**WHAT THE EXERCISE ASKS**
Go to the line in the data below that contains "of the distant". Write it out exactly, along with every later line through the last, and nothing else.

**DATA PROVIDED**
══════

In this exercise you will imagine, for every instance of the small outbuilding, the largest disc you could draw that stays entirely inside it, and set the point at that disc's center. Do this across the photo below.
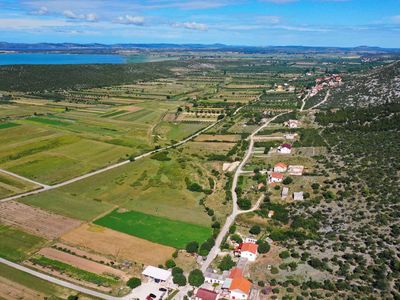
(156, 274)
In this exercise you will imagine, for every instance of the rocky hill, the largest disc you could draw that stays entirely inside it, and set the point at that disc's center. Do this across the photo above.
(376, 87)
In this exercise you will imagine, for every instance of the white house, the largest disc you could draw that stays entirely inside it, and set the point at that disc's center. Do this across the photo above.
(280, 167)
(156, 274)
(298, 196)
(275, 177)
(295, 170)
(249, 251)
(284, 193)
(285, 149)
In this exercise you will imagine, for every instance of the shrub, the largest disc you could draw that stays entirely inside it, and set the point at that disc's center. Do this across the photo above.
(226, 263)
(170, 263)
(134, 282)
(192, 247)
(255, 229)
(196, 278)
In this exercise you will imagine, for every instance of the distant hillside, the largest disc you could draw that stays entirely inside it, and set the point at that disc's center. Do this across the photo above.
(376, 87)
(36, 78)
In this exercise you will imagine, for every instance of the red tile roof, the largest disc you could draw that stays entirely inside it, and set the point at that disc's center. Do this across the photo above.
(277, 175)
(282, 165)
(250, 247)
(206, 294)
(241, 284)
(235, 273)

══════

**EXERCISE RESPONSE**
In this exercise you will imagine, for every instance of the distant hillside, the largest disc you could draw that stays entirely inside it, and set the point at that disc's center. Do this across the photo above.
(376, 87)
(36, 78)
In this exercise you will imagine, for every instance of the red tile roof, the largest disc you could draw that stays entirely inside it, and set the point at that disc's center. Do this across the photo above.
(277, 175)
(282, 165)
(250, 247)
(206, 294)
(241, 284)
(235, 273)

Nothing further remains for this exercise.